**Problem description**
Return the data below exactly, stopping after the line with "column 360, row 28".

(Provided material Opens)

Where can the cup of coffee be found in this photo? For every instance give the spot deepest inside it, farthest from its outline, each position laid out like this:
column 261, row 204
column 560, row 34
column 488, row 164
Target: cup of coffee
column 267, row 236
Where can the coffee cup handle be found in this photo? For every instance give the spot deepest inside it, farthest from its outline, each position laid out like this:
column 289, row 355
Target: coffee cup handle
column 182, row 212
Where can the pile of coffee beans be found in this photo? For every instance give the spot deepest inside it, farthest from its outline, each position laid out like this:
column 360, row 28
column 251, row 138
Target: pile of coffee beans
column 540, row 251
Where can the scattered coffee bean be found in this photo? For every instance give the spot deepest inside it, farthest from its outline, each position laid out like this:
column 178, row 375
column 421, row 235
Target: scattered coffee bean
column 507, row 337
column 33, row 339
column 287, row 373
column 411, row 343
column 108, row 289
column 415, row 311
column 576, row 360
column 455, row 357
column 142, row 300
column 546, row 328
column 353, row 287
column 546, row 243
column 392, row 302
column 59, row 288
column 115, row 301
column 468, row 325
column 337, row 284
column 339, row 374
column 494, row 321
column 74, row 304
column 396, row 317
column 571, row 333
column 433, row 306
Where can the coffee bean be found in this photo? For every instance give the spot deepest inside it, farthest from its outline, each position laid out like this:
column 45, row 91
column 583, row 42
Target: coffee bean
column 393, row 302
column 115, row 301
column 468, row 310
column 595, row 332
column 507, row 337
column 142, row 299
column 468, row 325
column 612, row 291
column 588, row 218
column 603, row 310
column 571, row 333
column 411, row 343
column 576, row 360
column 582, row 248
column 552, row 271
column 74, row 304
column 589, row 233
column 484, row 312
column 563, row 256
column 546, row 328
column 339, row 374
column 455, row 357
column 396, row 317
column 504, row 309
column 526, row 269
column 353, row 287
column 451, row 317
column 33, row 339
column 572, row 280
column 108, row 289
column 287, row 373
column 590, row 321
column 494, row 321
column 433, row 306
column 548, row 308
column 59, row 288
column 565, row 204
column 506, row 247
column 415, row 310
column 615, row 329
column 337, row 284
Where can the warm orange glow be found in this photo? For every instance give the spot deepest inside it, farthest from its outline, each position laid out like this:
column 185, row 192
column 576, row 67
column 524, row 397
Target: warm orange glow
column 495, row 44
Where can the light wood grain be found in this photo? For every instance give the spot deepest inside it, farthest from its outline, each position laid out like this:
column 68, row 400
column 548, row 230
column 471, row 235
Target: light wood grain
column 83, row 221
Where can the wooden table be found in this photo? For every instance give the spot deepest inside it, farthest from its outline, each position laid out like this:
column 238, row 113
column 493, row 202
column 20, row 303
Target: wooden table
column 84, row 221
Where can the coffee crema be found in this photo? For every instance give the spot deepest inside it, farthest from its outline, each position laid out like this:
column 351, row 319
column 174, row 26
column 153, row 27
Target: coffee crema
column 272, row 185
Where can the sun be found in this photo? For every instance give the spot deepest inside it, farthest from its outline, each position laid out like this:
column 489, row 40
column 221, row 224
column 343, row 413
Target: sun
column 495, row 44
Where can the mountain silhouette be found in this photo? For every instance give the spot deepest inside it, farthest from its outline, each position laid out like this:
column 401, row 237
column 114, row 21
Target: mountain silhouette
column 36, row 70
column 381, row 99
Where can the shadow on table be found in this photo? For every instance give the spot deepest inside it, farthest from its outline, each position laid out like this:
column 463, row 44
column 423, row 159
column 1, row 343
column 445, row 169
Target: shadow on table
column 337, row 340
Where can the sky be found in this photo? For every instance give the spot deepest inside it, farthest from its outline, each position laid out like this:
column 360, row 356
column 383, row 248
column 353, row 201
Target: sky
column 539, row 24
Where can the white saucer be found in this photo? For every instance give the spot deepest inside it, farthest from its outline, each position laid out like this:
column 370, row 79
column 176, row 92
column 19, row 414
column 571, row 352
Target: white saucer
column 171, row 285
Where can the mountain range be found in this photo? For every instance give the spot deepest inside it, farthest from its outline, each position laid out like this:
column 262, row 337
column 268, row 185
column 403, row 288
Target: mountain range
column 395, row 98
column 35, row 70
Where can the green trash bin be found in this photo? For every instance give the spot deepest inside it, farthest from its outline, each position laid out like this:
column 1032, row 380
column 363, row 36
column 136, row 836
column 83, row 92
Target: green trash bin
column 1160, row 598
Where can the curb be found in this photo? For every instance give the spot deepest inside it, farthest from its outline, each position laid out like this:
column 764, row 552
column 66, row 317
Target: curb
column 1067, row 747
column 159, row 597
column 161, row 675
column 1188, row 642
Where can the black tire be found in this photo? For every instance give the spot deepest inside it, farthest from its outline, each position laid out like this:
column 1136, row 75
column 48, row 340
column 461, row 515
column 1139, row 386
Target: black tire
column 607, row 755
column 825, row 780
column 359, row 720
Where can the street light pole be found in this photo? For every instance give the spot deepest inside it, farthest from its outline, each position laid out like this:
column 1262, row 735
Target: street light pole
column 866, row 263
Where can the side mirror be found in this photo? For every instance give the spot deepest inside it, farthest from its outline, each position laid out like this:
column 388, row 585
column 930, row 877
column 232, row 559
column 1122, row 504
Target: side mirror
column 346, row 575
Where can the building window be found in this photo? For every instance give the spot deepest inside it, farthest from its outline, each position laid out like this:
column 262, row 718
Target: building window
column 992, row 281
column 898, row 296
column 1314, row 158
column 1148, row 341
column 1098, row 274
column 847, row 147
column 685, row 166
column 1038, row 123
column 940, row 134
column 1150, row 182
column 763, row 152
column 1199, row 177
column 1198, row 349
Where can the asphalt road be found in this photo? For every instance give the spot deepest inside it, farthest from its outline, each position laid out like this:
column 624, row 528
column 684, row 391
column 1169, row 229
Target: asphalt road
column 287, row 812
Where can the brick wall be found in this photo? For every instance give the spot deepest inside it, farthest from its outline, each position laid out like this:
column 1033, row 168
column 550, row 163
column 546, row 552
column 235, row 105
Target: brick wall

(Provided material Closes)

**Expected answer**
Where can the cup of coffee be found in this photo? For every instance give the spot deepest inside it, farthest from its outline, each position laid out like this:
column 261, row 204
column 560, row 34
column 488, row 164
Target: cup of coffee
column 267, row 236
Where can the coffee cup handle be found in this photo? For every instance give the spot deepest inside it, farthest from its outline, each position laid out like this:
column 289, row 355
Target: coffee cup handle
column 182, row 212
Where can the pile of coffee beans be found in this photo? For every instance give the spot deepest inside it, farthest from its outline, each position laid out like this:
column 360, row 28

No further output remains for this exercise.